_Task details:_
Pull out each line of the records below that contains the word "buoy". Case counts.

_Task input:_
begin

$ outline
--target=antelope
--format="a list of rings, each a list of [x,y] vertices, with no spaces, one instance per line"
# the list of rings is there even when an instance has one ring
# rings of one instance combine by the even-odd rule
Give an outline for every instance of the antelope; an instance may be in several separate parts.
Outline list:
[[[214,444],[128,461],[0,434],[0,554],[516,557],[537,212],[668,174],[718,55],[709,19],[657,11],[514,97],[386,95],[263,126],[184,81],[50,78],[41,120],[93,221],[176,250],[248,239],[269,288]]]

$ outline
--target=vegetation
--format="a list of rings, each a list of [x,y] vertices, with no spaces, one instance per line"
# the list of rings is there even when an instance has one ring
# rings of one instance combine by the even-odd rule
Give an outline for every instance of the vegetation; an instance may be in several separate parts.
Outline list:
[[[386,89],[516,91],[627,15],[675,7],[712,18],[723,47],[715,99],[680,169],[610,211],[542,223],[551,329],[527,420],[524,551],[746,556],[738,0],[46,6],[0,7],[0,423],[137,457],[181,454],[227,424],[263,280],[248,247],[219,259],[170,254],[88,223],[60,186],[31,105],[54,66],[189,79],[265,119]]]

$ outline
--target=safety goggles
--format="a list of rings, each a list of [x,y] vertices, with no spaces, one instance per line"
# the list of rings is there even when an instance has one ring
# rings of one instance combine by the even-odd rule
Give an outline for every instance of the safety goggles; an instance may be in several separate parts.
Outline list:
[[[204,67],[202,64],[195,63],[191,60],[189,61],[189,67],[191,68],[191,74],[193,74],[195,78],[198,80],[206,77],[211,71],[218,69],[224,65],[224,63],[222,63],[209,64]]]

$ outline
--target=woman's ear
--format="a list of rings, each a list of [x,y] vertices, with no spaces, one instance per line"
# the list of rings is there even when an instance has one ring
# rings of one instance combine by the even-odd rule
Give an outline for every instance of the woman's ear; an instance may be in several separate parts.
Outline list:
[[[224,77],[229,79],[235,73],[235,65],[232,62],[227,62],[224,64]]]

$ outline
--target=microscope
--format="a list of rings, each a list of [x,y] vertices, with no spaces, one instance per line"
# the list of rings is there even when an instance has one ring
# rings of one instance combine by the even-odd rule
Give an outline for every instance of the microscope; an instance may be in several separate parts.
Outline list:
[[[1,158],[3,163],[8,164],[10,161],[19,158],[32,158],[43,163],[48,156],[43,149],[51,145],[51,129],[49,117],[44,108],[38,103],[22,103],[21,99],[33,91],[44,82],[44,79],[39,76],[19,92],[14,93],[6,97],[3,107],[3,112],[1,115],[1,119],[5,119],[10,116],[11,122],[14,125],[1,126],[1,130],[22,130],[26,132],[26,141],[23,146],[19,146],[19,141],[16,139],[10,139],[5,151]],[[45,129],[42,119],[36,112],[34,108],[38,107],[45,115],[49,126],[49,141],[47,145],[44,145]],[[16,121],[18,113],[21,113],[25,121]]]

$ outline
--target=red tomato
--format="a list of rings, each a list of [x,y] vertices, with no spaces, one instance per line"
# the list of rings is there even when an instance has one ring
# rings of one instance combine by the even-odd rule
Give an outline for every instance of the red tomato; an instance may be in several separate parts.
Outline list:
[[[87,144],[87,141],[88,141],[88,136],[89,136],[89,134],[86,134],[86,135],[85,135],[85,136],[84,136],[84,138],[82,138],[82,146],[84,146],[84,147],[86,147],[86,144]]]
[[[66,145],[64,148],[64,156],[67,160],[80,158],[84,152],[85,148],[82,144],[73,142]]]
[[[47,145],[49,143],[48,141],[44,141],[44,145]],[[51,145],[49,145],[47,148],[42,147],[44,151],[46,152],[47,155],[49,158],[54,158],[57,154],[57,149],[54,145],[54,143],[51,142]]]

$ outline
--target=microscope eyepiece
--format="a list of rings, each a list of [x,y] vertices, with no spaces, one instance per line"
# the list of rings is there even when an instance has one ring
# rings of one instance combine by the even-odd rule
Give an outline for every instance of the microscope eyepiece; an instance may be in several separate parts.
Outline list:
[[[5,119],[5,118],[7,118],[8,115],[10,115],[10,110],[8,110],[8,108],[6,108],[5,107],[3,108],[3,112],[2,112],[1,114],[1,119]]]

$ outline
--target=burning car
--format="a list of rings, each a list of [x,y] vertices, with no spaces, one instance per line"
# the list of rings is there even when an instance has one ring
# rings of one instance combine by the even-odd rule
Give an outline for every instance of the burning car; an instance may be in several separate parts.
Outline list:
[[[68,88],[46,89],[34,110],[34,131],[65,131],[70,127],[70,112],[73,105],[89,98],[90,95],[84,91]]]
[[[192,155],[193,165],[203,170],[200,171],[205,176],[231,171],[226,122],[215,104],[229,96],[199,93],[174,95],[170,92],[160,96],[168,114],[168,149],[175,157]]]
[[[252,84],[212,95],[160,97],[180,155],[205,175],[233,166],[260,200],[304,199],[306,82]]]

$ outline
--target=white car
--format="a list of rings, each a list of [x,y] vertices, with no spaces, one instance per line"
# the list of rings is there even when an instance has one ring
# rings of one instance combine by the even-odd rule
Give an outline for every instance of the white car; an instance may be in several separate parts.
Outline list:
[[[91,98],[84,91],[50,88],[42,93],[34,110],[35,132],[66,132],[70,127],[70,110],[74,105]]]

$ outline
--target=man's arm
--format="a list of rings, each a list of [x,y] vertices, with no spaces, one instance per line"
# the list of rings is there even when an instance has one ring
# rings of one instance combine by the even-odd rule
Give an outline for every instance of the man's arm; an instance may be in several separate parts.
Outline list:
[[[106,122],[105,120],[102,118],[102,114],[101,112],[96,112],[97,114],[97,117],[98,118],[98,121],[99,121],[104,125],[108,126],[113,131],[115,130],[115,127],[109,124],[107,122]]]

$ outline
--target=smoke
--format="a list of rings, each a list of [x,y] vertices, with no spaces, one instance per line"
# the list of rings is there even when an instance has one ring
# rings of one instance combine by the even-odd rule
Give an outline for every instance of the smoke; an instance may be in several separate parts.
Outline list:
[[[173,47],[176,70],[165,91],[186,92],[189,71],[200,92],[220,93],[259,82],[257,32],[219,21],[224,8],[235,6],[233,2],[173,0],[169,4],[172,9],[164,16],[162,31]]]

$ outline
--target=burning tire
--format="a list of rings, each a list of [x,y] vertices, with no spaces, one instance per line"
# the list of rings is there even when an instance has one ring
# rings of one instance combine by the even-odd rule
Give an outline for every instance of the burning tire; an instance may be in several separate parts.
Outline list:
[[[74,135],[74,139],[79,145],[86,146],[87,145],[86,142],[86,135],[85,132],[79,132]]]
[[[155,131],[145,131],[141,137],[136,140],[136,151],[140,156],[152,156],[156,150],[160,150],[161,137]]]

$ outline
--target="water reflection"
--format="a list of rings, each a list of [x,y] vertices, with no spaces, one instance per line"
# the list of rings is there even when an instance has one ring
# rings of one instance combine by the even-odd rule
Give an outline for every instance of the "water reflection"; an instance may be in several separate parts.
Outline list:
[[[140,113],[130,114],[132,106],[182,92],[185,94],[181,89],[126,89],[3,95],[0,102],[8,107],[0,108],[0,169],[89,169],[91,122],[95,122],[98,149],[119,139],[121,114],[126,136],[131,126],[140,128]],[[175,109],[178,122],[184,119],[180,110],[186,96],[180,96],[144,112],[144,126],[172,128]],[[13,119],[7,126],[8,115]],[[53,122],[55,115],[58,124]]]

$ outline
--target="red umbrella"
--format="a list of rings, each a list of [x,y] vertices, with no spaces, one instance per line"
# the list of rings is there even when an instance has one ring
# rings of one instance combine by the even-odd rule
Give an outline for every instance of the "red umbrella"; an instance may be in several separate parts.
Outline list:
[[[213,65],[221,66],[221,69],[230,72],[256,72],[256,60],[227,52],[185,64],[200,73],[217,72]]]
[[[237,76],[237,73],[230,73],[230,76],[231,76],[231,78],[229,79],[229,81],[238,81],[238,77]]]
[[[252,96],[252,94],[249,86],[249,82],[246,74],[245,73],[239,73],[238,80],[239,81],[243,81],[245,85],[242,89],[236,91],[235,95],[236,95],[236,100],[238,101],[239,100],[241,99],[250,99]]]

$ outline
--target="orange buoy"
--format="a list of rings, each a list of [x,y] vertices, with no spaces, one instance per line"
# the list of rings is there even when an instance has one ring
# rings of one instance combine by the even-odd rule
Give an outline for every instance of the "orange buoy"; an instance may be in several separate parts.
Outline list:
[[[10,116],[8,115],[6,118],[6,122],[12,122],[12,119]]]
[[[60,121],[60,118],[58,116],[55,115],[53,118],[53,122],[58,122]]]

end

_Reply:_
--target="orange buoy"
Give an outline for every instance of the "orange buoy"; an instance may be in several separate parts.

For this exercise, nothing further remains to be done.